### Task data

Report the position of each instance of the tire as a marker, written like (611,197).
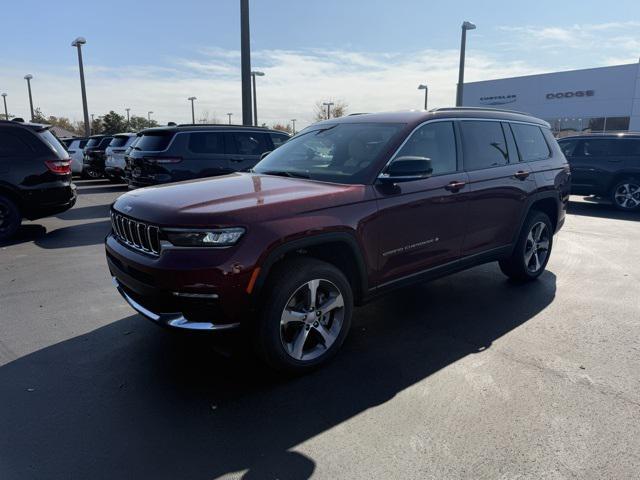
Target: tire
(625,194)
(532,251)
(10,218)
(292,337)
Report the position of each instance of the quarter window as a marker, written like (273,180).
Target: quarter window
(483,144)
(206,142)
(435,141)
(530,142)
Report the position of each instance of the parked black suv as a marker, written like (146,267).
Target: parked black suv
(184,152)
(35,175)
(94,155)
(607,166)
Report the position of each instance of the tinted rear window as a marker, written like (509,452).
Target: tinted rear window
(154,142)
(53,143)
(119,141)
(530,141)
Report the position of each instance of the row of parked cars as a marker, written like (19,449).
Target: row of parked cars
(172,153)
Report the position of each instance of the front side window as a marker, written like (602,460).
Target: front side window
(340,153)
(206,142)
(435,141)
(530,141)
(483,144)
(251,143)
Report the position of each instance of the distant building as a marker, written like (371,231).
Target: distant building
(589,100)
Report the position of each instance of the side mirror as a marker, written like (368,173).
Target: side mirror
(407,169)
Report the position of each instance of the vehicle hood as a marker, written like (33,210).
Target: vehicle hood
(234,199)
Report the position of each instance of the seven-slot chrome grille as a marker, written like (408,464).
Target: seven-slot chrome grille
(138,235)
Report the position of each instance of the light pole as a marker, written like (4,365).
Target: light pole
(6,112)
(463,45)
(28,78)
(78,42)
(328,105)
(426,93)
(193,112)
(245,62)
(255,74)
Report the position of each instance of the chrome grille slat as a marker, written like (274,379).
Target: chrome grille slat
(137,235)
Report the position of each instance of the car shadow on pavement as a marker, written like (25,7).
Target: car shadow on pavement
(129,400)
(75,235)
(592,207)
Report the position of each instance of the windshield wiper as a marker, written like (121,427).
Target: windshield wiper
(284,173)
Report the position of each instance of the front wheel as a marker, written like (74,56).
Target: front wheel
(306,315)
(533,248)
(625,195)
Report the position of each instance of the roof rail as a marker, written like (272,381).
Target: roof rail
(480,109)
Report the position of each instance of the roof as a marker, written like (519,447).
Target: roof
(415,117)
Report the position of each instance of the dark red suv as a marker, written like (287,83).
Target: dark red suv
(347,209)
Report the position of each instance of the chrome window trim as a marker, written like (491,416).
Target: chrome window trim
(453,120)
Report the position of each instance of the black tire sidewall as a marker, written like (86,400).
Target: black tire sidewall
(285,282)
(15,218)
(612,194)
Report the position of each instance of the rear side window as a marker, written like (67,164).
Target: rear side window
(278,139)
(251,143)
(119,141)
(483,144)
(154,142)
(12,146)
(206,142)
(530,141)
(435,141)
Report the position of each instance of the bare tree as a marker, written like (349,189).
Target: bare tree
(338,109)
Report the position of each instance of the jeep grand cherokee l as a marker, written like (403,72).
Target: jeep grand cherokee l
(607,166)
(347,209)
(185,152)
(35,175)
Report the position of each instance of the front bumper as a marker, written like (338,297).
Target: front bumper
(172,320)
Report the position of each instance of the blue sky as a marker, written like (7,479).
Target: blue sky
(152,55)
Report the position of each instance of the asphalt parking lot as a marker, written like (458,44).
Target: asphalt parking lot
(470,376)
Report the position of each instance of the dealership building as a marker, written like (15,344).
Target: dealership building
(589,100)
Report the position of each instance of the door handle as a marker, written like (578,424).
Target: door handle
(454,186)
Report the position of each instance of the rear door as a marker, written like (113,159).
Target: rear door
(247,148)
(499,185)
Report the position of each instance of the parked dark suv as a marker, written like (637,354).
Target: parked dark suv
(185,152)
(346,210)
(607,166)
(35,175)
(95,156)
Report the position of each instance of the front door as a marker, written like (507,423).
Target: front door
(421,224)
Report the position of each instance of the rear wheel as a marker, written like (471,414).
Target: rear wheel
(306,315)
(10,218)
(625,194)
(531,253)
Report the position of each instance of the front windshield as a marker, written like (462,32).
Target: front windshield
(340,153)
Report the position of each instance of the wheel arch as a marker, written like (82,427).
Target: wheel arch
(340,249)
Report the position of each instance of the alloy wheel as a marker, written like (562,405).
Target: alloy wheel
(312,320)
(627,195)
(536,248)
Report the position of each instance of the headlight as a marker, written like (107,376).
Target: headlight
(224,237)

* * *

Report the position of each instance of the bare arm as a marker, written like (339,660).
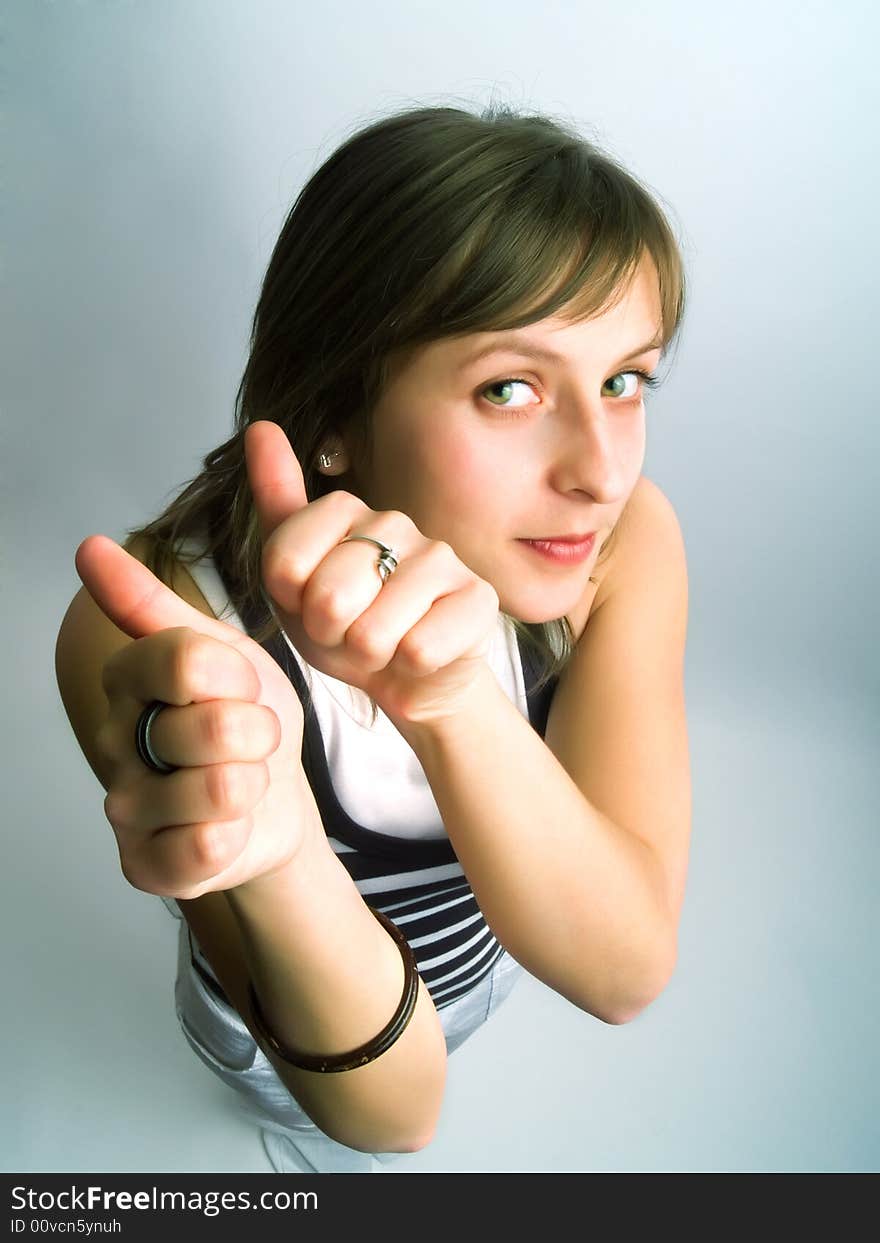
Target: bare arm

### Exercise
How many lines in the entries above contain the word "mirror"? Reply with the number alone.

### The completed task
2